Responding to Law Minister Kapil Sibal's claim, as reported by the Times of India, that the ordinance was in line with the SC order because it only allows convicted MPs and MLAs to attend proceedings of the House but denies them the right to vote or benefit from other privileges, Chhokar said, "If an MP sits in the Lok Sabha and is not allowed to vote, what is the point of him being there. If a legislator cannot take part in the legislative process, what is the point of him being in Parliament?"
Asked whether the ordinance would be challenged in court, Chhokar said, "We are ready to challenge it. We are writing to the President not to sign it. But if he signs it, we will challenge it in the court immediately."
The government has come under fire for the desperation it has shown to ensure that the Supreme Court order is blocked.

ENTRIES SUPPLIED:

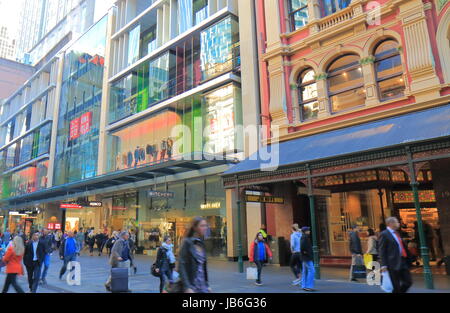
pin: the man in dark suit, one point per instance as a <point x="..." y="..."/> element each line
<point x="355" y="249"/>
<point x="394" y="256"/>
<point x="33" y="260"/>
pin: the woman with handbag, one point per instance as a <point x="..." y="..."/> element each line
<point x="13" y="259"/>
<point x="165" y="261"/>
<point x="259" y="253"/>
<point x="193" y="262"/>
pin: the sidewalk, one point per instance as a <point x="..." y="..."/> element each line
<point x="223" y="275"/>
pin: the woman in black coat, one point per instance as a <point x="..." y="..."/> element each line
<point x="193" y="263"/>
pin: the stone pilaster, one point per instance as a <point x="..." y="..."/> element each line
<point x="425" y="83"/>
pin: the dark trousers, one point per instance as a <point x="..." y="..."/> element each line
<point x="259" y="265"/>
<point x="11" y="279"/>
<point x="34" y="273"/>
<point x="401" y="279"/>
<point x="296" y="264"/>
<point x="166" y="275"/>
<point x="67" y="259"/>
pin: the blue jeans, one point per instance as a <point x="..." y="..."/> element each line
<point x="308" y="274"/>
<point x="45" y="266"/>
<point x="67" y="259"/>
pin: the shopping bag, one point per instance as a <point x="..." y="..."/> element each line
<point x="252" y="273"/>
<point x="386" y="283"/>
<point x="359" y="271"/>
<point x="367" y="259"/>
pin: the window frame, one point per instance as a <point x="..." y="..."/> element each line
<point x="339" y="71"/>
<point x="398" y="74"/>
<point x="292" y="13"/>
<point x="301" y="84"/>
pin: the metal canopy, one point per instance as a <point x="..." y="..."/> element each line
<point x="186" y="163"/>
<point x="416" y="127"/>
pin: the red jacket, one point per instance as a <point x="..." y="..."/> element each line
<point x="13" y="262"/>
<point x="254" y="246"/>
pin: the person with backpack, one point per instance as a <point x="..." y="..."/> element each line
<point x="165" y="262"/>
<point x="307" y="259"/>
<point x="259" y="253"/>
<point x="13" y="259"/>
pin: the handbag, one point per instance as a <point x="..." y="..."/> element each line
<point x="252" y="273"/>
<point x="368" y="258"/>
<point x="386" y="283"/>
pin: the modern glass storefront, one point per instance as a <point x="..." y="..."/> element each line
<point x="79" y="114"/>
<point x="200" y="57"/>
<point x="196" y="197"/>
<point x="201" y="123"/>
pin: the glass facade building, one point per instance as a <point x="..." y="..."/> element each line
<point x="79" y="113"/>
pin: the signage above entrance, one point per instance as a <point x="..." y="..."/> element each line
<point x="160" y="194"/>
<point x="70" y="206"/>
<point x="264" y="199"/>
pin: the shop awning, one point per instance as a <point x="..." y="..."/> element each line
<point x="410" y="128"/>
<point x="182" y="164"/>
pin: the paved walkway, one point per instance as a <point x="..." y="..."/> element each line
<point x="224" y="278"/>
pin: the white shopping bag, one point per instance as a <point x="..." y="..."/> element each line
<point x="386" y="283"/>
<point x="252" y="273"/>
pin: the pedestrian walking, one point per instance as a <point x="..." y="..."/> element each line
<point x="394" y="257"/>
<point x="120" y="256"/>
<point x="47" y="241"/>
<point x="165" y="263"/>
<point x="6" y="237"/>
<point x="33" y="260"/>
<point x="68" y="251"/>
<point x="91" y="242"/>
<point x="308" y="270"/>
<point x="296" y="258"/>
<point x="79" y="238"/>
<point x="259" y="254"/>
<point x="13" y="259"/>
<point x="372" y="244"/>
<point x="355" y="250"/>
<point x="193" y="265"/>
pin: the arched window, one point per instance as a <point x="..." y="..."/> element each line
<point x="329" y="7"/>
<point x="298" y="13"/>
<point x="307" y="95"/>
<point x="346" y="83"/>
<point x="388" y="69"/>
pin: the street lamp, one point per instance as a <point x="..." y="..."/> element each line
<point x="239" y="246"/>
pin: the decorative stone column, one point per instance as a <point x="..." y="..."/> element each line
<point x="370" y="84"/>
<point x="425" y="83"/>
<point x="322" y="95"/>
<point x="278" y="101"/>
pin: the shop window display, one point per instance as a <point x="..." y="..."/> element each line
<point x="344" y="209"/>
<point x="346" y="83"/>
<point x="200" y="57"/>
<point x="210" y="119"/>
<point x="199" y="197"/>
<point x="79" y="114"/>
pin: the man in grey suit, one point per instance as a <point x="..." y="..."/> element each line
<point x="120" y="255"/>
<point x="355" y="249"/>
<point x="395" y="257"/>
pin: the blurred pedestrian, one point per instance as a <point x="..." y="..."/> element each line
<point x="296" y="258"/>
<point x="307" y="260"/>
<point x="394" y="257"/>
<point x="68" y="251"/>
<point x="120" y="256"/>
<point x="259" y="254"/>
<point x="193" y="267"/>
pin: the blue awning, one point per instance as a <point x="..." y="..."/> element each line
<point x="408" y="128"/>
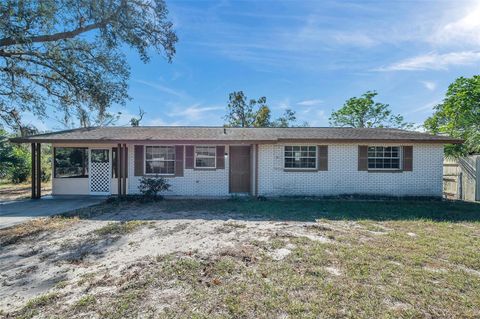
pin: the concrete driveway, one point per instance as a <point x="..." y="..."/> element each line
<point x="15" y="212"/>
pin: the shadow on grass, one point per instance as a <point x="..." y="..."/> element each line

INSTRUCTIONS FOR THE TASK:
Resume the news report on the ordinance for convicted MPs and MLAs, picking up right after its final sentence.

ANSWER TO THE PROBLEM:
"This is an unfortunate habit of governments led by the Congress where they try to undo judgements of the Supreme Court by either passing a law or an ordinance. This is extremely unfortunate," said Venkatesh Nayak coordinator of the Access to Information Programme at the Commonwealth Human Rights Initiative.
Explaining the context under which ordinances are ordinarily passed, Nayak said, "An ordinance has to be passed in the context of an emergency. That is the reason the ordinance making power is given to the Executive. What is the grave emergency in this case? Here there is a bill tabled in Parliament and it has been referred to a standing committee. The cabinet has passed this ordinance without telling people why they are doing it. This is not in keeping with the democratic traditions of this country."